→ Object position labeling entries:
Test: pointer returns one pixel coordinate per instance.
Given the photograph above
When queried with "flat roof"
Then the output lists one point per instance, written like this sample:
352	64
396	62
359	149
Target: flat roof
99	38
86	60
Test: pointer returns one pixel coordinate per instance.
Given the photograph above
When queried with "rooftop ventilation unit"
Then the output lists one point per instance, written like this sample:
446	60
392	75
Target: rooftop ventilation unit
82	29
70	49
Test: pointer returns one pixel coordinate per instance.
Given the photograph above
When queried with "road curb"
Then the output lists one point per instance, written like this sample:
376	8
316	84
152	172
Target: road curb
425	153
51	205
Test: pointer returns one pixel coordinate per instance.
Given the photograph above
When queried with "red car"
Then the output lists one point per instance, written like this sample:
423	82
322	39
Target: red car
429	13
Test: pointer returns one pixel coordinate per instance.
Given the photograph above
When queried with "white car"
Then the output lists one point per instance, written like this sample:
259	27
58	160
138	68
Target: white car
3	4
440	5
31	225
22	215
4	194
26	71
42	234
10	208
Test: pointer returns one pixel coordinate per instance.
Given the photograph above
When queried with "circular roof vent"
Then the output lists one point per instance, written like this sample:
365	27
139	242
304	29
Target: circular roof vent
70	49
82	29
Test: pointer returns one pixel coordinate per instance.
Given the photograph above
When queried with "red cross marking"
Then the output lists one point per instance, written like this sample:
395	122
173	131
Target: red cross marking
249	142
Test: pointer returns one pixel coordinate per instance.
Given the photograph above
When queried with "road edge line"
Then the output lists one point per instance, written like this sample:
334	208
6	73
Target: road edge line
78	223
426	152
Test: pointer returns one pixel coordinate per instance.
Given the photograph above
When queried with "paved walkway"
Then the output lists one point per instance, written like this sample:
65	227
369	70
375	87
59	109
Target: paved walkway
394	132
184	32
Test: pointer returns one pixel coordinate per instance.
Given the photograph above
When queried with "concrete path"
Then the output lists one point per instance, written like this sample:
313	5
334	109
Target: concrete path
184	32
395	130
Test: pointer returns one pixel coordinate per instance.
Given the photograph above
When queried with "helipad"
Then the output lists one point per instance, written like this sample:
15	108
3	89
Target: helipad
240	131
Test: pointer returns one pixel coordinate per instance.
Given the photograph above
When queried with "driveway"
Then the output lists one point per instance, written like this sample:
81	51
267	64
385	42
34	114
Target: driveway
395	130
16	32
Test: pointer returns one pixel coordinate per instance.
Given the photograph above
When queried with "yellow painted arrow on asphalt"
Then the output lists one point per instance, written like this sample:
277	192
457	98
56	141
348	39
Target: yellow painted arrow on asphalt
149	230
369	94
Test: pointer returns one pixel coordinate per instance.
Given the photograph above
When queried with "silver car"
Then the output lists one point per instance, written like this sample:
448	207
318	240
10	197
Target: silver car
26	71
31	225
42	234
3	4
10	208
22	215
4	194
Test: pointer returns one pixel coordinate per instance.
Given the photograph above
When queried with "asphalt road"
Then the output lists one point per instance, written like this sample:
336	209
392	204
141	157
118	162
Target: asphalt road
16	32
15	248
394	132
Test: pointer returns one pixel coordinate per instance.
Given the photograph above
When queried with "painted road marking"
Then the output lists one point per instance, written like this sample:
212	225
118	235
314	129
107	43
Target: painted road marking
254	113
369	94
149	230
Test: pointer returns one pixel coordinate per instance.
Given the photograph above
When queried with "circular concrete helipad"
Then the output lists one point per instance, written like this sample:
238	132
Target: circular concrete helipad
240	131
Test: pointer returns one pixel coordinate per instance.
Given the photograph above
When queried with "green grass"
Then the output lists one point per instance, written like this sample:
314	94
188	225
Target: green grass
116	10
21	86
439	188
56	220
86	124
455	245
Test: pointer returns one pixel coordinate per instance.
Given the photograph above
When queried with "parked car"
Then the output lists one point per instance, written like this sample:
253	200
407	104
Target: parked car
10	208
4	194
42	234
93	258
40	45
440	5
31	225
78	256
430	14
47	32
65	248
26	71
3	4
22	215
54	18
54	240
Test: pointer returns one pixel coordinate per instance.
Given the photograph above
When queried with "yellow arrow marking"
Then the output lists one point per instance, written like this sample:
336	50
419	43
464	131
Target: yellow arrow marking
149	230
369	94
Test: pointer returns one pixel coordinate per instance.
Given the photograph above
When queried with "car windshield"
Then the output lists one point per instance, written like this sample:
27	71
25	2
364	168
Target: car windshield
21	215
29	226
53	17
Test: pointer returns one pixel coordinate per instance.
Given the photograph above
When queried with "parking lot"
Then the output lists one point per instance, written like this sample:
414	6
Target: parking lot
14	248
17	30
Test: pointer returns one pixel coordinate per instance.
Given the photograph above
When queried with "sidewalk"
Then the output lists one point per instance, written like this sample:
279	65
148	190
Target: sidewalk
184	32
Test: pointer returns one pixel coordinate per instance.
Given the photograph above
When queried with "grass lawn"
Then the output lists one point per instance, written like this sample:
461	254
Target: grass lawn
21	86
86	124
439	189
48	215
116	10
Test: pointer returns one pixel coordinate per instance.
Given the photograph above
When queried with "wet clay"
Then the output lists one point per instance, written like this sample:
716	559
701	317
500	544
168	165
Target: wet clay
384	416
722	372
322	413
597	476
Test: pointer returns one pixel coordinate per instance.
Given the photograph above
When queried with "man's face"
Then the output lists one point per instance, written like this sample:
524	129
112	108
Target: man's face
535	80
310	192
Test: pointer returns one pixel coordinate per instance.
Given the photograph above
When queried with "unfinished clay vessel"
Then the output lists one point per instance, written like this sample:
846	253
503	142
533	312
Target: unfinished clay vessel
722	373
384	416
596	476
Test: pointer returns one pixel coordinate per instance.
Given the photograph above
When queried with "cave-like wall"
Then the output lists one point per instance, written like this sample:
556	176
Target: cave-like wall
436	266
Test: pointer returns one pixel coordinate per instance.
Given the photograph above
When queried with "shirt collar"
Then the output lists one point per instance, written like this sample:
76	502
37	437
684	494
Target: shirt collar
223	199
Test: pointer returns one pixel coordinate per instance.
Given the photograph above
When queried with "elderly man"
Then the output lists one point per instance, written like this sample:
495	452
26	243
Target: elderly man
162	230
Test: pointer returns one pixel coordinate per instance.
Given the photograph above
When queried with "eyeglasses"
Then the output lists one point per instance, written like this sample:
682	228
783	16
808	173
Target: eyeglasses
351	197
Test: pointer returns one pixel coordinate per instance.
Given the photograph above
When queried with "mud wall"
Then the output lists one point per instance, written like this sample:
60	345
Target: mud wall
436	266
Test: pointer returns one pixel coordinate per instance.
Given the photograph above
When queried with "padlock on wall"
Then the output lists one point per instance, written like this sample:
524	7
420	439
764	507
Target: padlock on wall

→ What is needed: Produce an exact copy of every entry above.

→ Solved exercise:
Test: pointer returns one pixel coordinate per instance.
Given the photograph above
When queried with "flat roof"
Then the output lists one point per instance, written like this sample:
352	64
396	62
359	149
Target: flat roof
99	38
86	60
Test: pointer returns one pixel coordinate per instance.
Given the photograph above
When queried with "rooftop ventilation unit"
Then the output lists one point per instance, written like this sample:
446	60
392	75
Target: rooftop ventilation unit
82	29
70	49
Test: pointer returns one pixel coordinate per instance.
Given the photograph above
When queried with "road curb"
Then the output lists one point per instance, written like this sample:
376	8
316	84
152	172
Target: road curb
425	153
51	205
Test: pointer returns one pixel coordinate per instance.
Given the photograph above
When queried with "red car"
Then the output lists one point per instance, written like this sample:
423	82
322	39
Target: red car
429	13
Test: pointer returns one pixel coordinate per instance.
Given the photograph above
When queried with "white car"
Then the output lists one point per instance, written like this sample:
259	27
58	160
138	68
Target: white car
3	4
440	5
31	225
22	215
4	194
26	71
42	234
10	208
Test: pointer returns one pixel coordinate per instance.
Given the photograph above
When queried with "circular roof vent"
Then the output lists one point per instance, written like this sample:
365	27
139	242
304	29
Target: circular roof vent
70	49
82	29
Test: pointer returns one pixel coordinate per instance.
Given the photograph above
When queried with "red cross marking"
Then the output lists one point per instance, written like this sample:
395	122
173	131
Target: red cross marking
249	142
Test: pointer returns one pixel coordinate per instance.
Given the photograph above
When queried with "road edge line"
Then the output lists one point per instance, written like this sample:
334	208
6	73
Target: road edge line
78	223
426	152
Test: pointer returns one pixel coordinate per instance.
Given the photograph above
When queried with "paved walkway"
Then the output lists one point per instance, written like this sample:
65	227
369	70
375	87
59	109
Target: paved walkway
394	132
184	32
Test: pointer returns one pixel coordinate per instance.
Given the photograph above
When queried with "concrete path"
Then the output lists one point per instance, written like this sample:
313	5
334	109
Target: concrete path
184	32
395	130
Test: pointer returns one pixel coordinate per instance.
Given the photograph above
When queried with "helipad"
Then the output lists one point per instance, written like this sample:
15	108
3	89
Target: helipad
240	131
Test: pointer returns one pixel coordinate per instance.
Given the photograph above
When queried with "driveway"
Then the output lists one point per instance, written like this sample:
81	51
267	64
385	42
34	114
Target: driveway
395	130
16	32
Test: pointer returns one pixel coordinate per instance.
Given the photograph above
When queried with "yellow painted arrow on asphalt"
Then the output lists one point per instance, written like this sample:
277	192
457	98
56	141
348	39
Target: yellow painted arrow on asphalt
149	230
369	94
Test: pointer returns one pixel coordinate per instance.
Given the photograph above
When queried with "silver car"
Then the output lists one point per instance, written like this sample:
448	207
318	240
10	197
Target: silver car
26	71
31	225
42	234
3	4
10	208
22	215
4	194
Test: pointer returns one pixel coordinate per instance.
Given the photograph above
When queried with "asphalt road"
Then the output lists one point per instance, written like this sample:
336	209
392	204
141	157
118	162
Target: asphalt road
16	32
15	248
394	132
Test: pointer returns one pixel coordinate per instance.
Given the photograph above
When queried with "painted road marking"
Then the output lists one point per instance, written like this sample:
212	225
118	235
314	129
107	43
Target: painted road marking
254	113
369	94
149	230
Test: pointer returns one pixel coordinate per instance.
Given the photograph above
When queried with "circular concrete helipad"
Then the output lists one point per instance, written like this sample:
238	132
Target: circular concrete helipad
240	131
Test: pointer returns one pixel coordinate per instance.
Given the photograph above
When queried with "green grass"
Then the output lists one point per instance, written like this sample:
314	94
188	225
Target: green grass
116	10
21	86
439	188
56	220
86	124
455	245
Test: pointer returns one pixel coordinate per instance.
Given the photograph above
When queried with "parked car"
Then the output lists one point per instance, written like this sample:
253	200
407	104
Target: parked car
10	208
4	194
42	234
93	258
40	45
440	5
31	225
78	256
430	14
47	32
65	248
26	71
3	4
22	215
54	18
54	240
Test: pointer returns one pixel coordinate per instance.
Given the photograph above
When queried with "yellow arrow marking"
Then the output lists one point per instance, written like this sample:
336	50
419	43
464	131
Target: yellow arrow marking
149	230
369	94
Test: pointer returns one pixel coordinate per instance.
Given the photograph above
When queried with "car windshield"
Then the output lists one point per instance, written like this sample:
27	71
25	2
364	168
Target: car windshield
21	215
29	226
53	17
Test: pointer returns one pixel coordinate per instance.
Given the photograph above
When queried with "parking lot"
Then the output lists one point per instance, written like this sample:
414	6
Target: parking lot
14	248
17	30
Test: pointer returns one pixel coordinate per instance.
Given the photograph above
When queried with "sidewalk"
Then the output lists one point per instance, written like this sample:
279	65
148	190
Target: sidewalk
184	32
Test: pointer returns one pixel coordinate per instance.
Given the photograph above
When queried with "grass lawn"
Then the output lists one point per instance, written like this sample:
461	254
Target: grass lawn
21	86
86	124
439	189
48	215
116	10
Test: pointer returns one pixel coordinate per instance.
Given the photograph above
When queried with "wet clay"
Then the output lists one point per instance, written like this sample:
716	559
701	317
500	544
168	165
Target: wet clay
384	416
722	372
322	413
597	476
Test: pointer returns one pixel coordinate per instance.
Given the photograph above
When queried with "man's face"
Then the output lists one point per instance, written like this sample:
524	129
112	108
Target: man's face
535	80
310	192
Test: pointer returns one pixel coordinate per instance.
Given the photograph above
When queried with "unfinished clay vessel"
Then the output lists one point per instance, written like this sample:
846	253
503	142
533	312
Target: unfinished clay vessel
722	373
384	416
596	476
Test: pointer returns one pixel coordinate per instance.
Given the photograph above
When queried with "cave-like wall"
Then the output lists one point per instance, written like this sample:
556	176
Target: cave-like wall
436	266
Test: pointer returns one pixel coordinate per instance.
Given the photograph above
When queried with "shirt collar"
Then the output lists one point per instance, written like this sample:
76	502
37	437
684	494
Target: shirt collar
223	199
Test: pointer returns one pixel coordinate per instance.
Given the photograph above
When queried with "elderly man"
Then the output lists one point per instance, written like this sample:
495	452
26	243
Target: elderly man
162	230
Test: pointer returns one pixel coordinate per instance.
Given the photograph above
When queried with "eyeglasses"
Then the output lists one point per instance, written like this sample:
682	228
783	16
808	173
Target: eyeglasses
351	197
Test: pointer returns one pixel coordinate per instance.
Given the photograph above
When queried with "mud wall"
Then the output lists one point per instance, written like this sample:
60	345
Target: mud wall
436	266
Test: pointer returns one pixel coordinate per instance.
Given the photograph above
When queried with "padlock on wall"
Then the output lists one point per instance, written like this sample:
524	7
420	439
764	507
Target: padlock on wall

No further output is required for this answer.